Brief:
Reproduce the passage below on the FCC's proposed fine against Sinclair Broadcast Group in full, word for word.

Given passage:

○ ○ ○ ○ ○ ○ ○

The Federal Communications Commission (FCC) has proposed to fine Sinclair Broadcast Group, Inc. (Sinclair) $13,376,200 because it apparently failed to make required disclosures regarding paid-for broadcast programming. The proposed fine is the largest ever under the FCC's sponsorship identification rules and is part of the growing trend by regulators taking serious action to ensure that relevant material information is disclosed to consumers in an appropriate manner.

Background

Under the Communications Act of 1934 and FCC rules, a broadcaster airing a paid program must include an announcement stating that the program has been paid to air and identifying the program sponsor.

In particular, when programming is sponsored, Section 317 of the Communications Act and Section 73.1212(a) of the FCC's rules require the broadcaster to announce to viewers at the time the program is aired that the broadcaster has been paid to air the programming and the identification of the sponsor. For most programming, this takes the form of a disclosure at the end of the show, such as "Promotional consideration paid for by [SPONSOR/BRAND]."

Moreover, pursuant to Section 507(c) of the Communications Act, whenever valuable consideration for the inclusion of material in a broadcast is given to or received by an entity other than the station licensee, disclosure of that fact must be made to the station licensee.

The FCC's Investigation

In April 2016, the FCC received an anonymous complaint alleging that Sinclair had aired "compensated stories as news content" about Huntsman Cancer Institute (HCI) on behalf of the Huntsman Cancer Foundation (HCF) but had not disclosed that HCF had paid for those stories to air.

The FCC's Enforcement Bureau investigated and determined that Sinclair and HCF had entered into an agreement to promote HCF and HCI through programming broadcast on Sinclair stations and on stations to which Sinclair provided programming under various agreements. As explained by the FCC, the agreement between Sinclair and HCF provided for a multi-market campaign including 60-90 second sponsored stories about HCI made to look like independently generated news stories and 30-minute paid programs about HCI. KUTV, Sinclair's station in Salt Lake City, Utah, produced the stories and programs and transmitted them to other stations for broadcast.

○ ○ ○ ○ ○ ○ ○

Dataset entries:
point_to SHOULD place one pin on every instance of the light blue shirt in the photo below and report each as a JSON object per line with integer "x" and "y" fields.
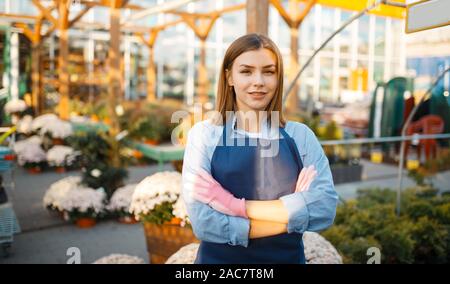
{"x": 312, "y": 210}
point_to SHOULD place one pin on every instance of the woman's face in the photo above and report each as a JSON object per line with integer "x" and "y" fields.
{"x": 254, "y": 78}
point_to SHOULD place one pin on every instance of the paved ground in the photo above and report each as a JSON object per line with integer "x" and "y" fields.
{"x": 46, "y": 238}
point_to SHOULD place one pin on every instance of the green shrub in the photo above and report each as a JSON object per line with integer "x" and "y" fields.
{"x": 419, "y": 235}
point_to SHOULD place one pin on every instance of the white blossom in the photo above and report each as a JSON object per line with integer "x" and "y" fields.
{"x": 19, "y": 146}
{"x": 24, "y": 124}
{"x": 119, "y": 259}
{"x": 83, "y": 199}
{"x": 60, "y": 155}
{"x": 96, "y": 173}
{"x": 121, "y": 199}
{"x": 59, "y": 190}
{"x": 155, "y": 190}
{"x": 68, "y": 194}
{"x": 15, "y": 105}
{"x": 57, "y": 128}
{"x": 32, "y": 153}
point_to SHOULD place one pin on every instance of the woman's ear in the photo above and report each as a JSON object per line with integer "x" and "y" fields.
{"x": 229, "y": 77}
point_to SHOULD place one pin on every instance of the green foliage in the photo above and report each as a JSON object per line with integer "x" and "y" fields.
{"x": 149, "y": 121}
{"x": 96, "y": 153}
{"x": 419, "y": 235}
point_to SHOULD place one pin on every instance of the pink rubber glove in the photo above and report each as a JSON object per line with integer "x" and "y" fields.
{"x": 207, "y": 190}
{"x": 305, "y": 178}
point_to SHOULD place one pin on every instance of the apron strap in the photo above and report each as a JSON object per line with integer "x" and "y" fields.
{"x": 293, "y": 147}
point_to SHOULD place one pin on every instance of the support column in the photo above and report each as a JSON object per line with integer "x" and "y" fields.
{"x": 63, "y": 55}
{"x": 14, "y": 52}
{"x": 114, "y": 88}
{"x": 257, "y": 16}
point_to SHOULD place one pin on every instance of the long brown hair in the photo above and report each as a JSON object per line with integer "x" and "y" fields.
{"x": 226, "y": 97}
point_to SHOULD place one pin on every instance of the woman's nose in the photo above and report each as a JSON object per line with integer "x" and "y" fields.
{"x": 258, "y": 79}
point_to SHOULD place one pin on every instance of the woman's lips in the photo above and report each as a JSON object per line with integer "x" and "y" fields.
{"x": 257, "y": 95}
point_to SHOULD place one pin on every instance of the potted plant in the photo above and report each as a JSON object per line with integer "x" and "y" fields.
{"x": 97, "y": 169}
{"x": 84, "y": 206}
{"x": 15, "y": 107}
{"x": 61, "y": 157}
{"x": 56, "y": 129}
{"x": 157, "y": 203}
{"x": 119, "y": 204}
{"x": 30, "y": 155}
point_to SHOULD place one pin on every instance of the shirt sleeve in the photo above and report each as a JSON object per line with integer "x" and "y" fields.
{"x": 315, "y": 209}
{"x": 207, "y": 223}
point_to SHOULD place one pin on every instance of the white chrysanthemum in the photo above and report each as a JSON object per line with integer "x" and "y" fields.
{"x": 57, "y": 128}
{"x": 155, "y": 190}
{"x": 119, "y": 259}
{"x": 32, "y": 153}
{"x": 60, "y": 155}
{"x": 121, "y": 199}
{"x": 15, "y": 105}
{"x": 83, "y": 199}
{"x": 59, "y": 190}
{"x": 19, "y": 146}
{"x": 24, "y": 125}
{"x": 42, "y": 120}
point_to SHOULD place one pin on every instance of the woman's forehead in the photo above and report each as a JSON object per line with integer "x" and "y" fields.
{"x": 259, "y": 58}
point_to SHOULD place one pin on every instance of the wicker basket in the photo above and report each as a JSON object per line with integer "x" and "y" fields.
{"x": 165, "y": 240}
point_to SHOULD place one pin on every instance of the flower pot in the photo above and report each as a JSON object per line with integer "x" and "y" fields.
{"x": 127, "y": 220}
{"x": 60, "y": 170}
{"x": 152, "y": 142}
{"x": 164, "y": 240}
{"x": 85, "y": 222}
{"x": 137, "y": 154}
{"x": 57, "y": 141}
{"x": 34, "y": 170}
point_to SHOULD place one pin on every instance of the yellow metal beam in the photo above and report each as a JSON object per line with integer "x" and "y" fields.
{"x": 358, "y": 5}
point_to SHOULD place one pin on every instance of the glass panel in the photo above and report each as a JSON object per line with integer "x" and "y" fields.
{"x": 345, "y": 35}
{"x": 380, "y": 33}
{"x": 363, "y": 35}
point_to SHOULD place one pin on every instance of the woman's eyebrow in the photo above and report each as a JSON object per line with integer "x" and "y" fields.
{"x": 250, "y": 66}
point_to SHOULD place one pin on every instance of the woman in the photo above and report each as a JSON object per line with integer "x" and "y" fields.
{"x": 249, "y": 203}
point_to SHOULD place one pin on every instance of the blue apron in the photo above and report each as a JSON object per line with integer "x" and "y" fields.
{"x": 244, "y": 172}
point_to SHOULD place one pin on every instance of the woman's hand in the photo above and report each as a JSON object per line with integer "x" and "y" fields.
{"x": 207, "y": 190}
{"x": 305, "y": 179}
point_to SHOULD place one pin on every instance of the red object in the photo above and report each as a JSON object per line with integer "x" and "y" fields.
{"x": 128, "y": 220}
{"x": 429, "y": 124}
{"x": 85, "y": 222}
{"x": 34, "y": 170}
{"x": 9, "y": 157}
{"x": 60, "y": 170}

○ ○ ○ ○ ○ ○ ○

Worked solution:
The Federal Communications Commission (FCC) has proposed to fine Sinclair Broadcast Group, Inc. (Sinclair) $13,376,200 because it apparently failed to make required disclosures regarding paid-for broadcast programming. The proposed fine is the largest ever under the FCC's sponsorship identification rules and is part of the growing trend by regulators taking serious action to ensure that relevant material information is disclosed to consumers in an appropriate manner.

Background

Under the Communications Act of 1934 and FCC rules, a broadcaster airing a paid program must include an announcement stating that the program has been paid to air and identifying the program sponsor.

In particular, when programming is sponsored, Section 317 of the Communications Act and Section 73.1212(a) of the FCC's rules require the broadcaster to announce to viewers at the time the program is aired that the broadcaster has been paid to air the programming and the identification of the sponsor. For most programming, this takes the form of a disclosure at the end of the show, such as "Promotional consideration paid for by [SPONSOR/BRAND]."

Moreover, pursuant to Section 507(c) of the Communications Act, whenever valuable consideration for the inclusion of material in a broadcast is given to or received by an entity other than the station licensee, disclosure of that fact must be made to the station licensee.

The FCC's Investigation

In April 2016, the FCC received an anonymous complaint alleging that Sinclair had aired "compensated stories as news content" about Huntsman Cancer Institute (HCI) on behalf of the Huntsman Cancer Foundation (HCF) but had not disclosed that HCF had paid for those stories to air.

The FCC's Enforcement Bureau investigated and determined that Sinclair and HCF had entered into an agreement to promote HCF and HCI through programming broadcast on Sinclair stations and on stations to which Sinclair provided programming under various agreements. As explained by the FCC, the agreement between Sinclair and HCF provided for a multi-market campaign including 60-90 second sponsored stories about HCI made to look like independently generated news stories and 30-minute paid programs about HCI. KUTV, Sinclair's station in Salt Lake City, Utah, produced the stories and programs and transmitted them to other stations for broadcast.